→ **Supplied data**:
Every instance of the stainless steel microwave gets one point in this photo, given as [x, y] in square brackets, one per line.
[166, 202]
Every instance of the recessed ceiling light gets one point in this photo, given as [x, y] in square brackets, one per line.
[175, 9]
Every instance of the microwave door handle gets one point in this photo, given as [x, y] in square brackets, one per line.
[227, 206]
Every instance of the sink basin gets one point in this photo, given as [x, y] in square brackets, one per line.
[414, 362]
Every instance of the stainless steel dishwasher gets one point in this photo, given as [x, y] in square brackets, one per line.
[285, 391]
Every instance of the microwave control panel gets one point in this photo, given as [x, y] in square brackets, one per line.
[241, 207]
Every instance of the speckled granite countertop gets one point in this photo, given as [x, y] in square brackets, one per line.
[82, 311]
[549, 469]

==

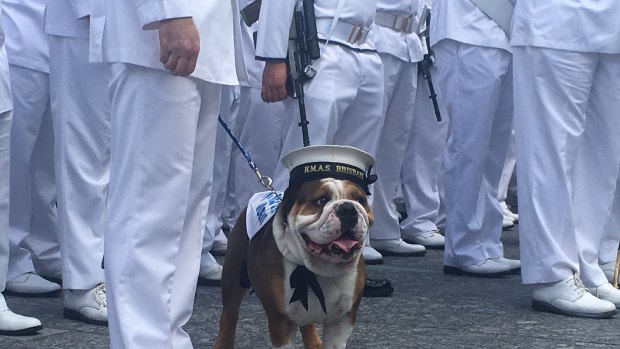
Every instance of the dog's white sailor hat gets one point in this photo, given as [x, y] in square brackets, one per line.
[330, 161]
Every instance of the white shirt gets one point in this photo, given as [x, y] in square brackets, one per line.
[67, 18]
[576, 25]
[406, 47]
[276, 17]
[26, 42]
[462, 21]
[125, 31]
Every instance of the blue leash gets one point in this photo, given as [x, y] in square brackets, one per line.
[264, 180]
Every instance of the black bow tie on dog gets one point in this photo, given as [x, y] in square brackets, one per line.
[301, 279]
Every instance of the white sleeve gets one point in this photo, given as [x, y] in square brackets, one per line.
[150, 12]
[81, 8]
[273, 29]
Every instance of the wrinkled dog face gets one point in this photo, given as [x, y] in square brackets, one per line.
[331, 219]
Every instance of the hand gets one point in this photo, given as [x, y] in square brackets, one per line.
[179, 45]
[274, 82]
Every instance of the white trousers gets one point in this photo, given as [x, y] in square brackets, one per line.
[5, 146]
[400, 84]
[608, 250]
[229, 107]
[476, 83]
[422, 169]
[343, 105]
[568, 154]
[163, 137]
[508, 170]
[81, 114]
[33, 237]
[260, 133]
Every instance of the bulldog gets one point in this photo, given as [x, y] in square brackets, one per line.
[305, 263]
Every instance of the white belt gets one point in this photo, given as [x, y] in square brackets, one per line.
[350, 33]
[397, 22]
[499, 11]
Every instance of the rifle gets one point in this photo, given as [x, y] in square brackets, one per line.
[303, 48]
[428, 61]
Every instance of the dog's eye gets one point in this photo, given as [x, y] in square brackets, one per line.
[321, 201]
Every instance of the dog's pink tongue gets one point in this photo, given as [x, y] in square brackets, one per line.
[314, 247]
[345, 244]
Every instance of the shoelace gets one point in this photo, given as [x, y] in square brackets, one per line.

→ **Aim of the exercise**:
Start with the line above that contains "Every instance of the wrinkled" and stop after the line that contains "Every instance of the shoelace". Output those lines exactly, and only those.

→ **Answer box**:
Every instance of the wrinkled dog face gets one point in this photo, given as [x, y] in square brackets, one per line.
[331, 219]
Every instance of the hand gets one point in this photo, given as [x, y] in square brackets, one per line.
[179, 45]
[274, 82]
Every instance of the white trousers gets one point in this photo, given as [x, y] in square brackets, one per line.
[5, 146]
[400, 84]
[608, 250]
[229, 107]
[476, 83]
[422, 169]
[343, 105]
[568, 154]
[163, 137]
[508, 170]
[81, 114]
[33, 237]
[260, 133]
Every instance of the bulldog gets one point in this photo, given as [x, y] in square brackets, one per line.
[305, 263]
Every instance of the white belt gets one point in this photo, given as [x, y] in square brackets, one per line.
[350, 33]
[397, 22]
[499, 11]
Every instance of the rifle gets one point in this photo, given as [x, y] in square brackets, one per line.
[303, 48]
[428, 61]
Every instance of the dog's eye gets one point in this photo, given as [x, y] in square brackets, one per line.
[321, 201]
Every instance of the dog's pink tongue gets one point in this photo, given as [x, y] in square brackets, one per line.
[314, 247]
[345, 244]
Every instance of the shoelace gets one point in this photo, given as [x, y] in square brackets, one per line.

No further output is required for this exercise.